What is required: Could you return every record below word for word, leaving out the pictures?
[Records shown — start]
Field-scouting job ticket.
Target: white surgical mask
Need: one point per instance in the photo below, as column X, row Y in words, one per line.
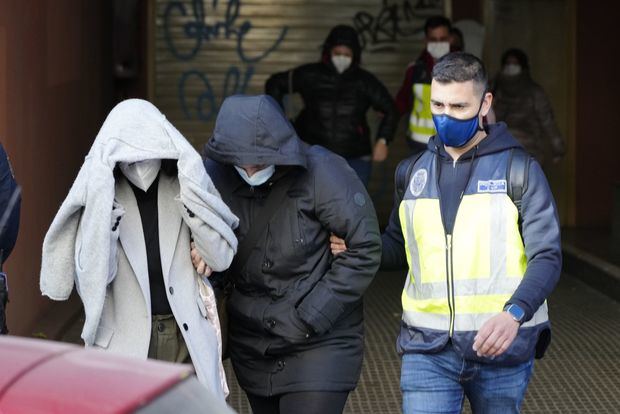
column 259, row 177
column 438, row 49
column 511, row 69
column 141, row 173
column 341, row 62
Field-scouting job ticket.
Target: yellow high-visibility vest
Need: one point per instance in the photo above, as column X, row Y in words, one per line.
column 421, row 126
column 456, row 282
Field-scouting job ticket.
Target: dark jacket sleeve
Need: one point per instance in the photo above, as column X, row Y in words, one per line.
column 381, row 101
column 10, row 203
column 393, row 256
column 344, row 208
column 541, row 236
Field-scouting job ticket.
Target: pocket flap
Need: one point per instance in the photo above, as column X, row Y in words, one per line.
column 104, row 336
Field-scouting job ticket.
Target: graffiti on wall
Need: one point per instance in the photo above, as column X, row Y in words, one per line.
column 199, row 33
column 393, row 22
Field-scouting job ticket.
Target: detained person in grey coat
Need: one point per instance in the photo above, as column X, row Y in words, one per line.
column 122, row 237
column 295, row 312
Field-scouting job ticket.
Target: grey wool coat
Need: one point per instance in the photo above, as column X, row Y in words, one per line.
column 108, row 262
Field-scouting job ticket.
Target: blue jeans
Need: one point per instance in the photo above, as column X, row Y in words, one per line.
column 363, row 167
column 438, row 383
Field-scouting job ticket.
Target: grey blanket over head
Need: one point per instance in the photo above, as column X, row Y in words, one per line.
column 135, row 130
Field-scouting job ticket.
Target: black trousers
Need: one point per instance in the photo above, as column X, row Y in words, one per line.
column 316, row 402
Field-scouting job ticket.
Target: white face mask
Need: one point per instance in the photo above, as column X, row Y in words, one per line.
column 259, row 177
column 141, row 173
column 438, row 49
column 341, row 62
column 512, row 69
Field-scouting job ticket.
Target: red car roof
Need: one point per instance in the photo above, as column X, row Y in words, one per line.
column 39, row 376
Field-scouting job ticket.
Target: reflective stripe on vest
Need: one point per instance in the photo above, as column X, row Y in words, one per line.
column 457, row 283
column 421, row 126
[Records shown — finish]
Output of the task:
Field-scouting job ticket.
Target: white surgical mask
Need: one point per instance in the photo below, as column X, row Y in words, one per line.
column 259, row 177
column 438, row 49
column 511, row 69
column 141, row 173
column 341, row 62
Field-scouting job ticket.
Target: yellow high-visibility vest
Need: one point per instance in the photo above, as column X, row Y in words, one per line.
column 421, row 126
column 456, row 282
Field-scouting job ticket.
Target: dark jacket sleeve
Need: one point per instance in the photo above, as column X, row Y in words, one per line.
column 381, row 101
column 10, row 203
column 393, row 256
column 344, row 208
column 541, row 236
Field-scouting job ticket.
Target: pocket flap
Need: one point per instance in the photo above, as column X, row Y in words, one per line.
column 104, row 336
Field-scouting job ticket.
Target: graffiti on wall
Need: one point per instance in the photo above, as column X, row Y in words, one per line.
column 199, row 33
column 393, row 22
Field-scouting job ticket.
Target: detained person in grey coat
Need: one point per instance in the photo above, as column X, row Y in words, one per line.
column 122, row 237
column 295, row 312
Field-scouting job ticket.
Target: grey wool coat
Need: one point per instance in the photo above, as column X, row Y in words, one per line.
column 108, row 262
Field-scouting job ticket.
Target: blue jeans
Need: one point per instance in the photo above, as column X, row Y in words, one per line.
column 363, row 167
column 438, row 383
Field-scouting job ticket.
Target: grey blanket over head
Need: one point per instance in the photo above, as column X, row Y in words, one per line.
column 135, row 130
Field-scouting job ticket.
Target: black trousers
Need: one point per instance in the photo above, as column X, row Y in words, one per line.
column 316, row 402
Field-scouting job ticket.
Target: white face mask
Need: one point per instance in the photo above, as column X, row Y in words, one per line.
column 259, row 177
column 141, row 173
column 438, row 49
column 341, row 62
column 512, row 69
Field-scouting job ticket.
Target: red car roof
Need: one point per instance in the photo above, as column X, row Y in words, one per line.
column 39, row 376
Field-scouting job ticket.
Target: reflective stripe on vest
Need: one point per instance in the photo above, as column X, row Y in words, one per line.
column 457, row 283
column 421, row 126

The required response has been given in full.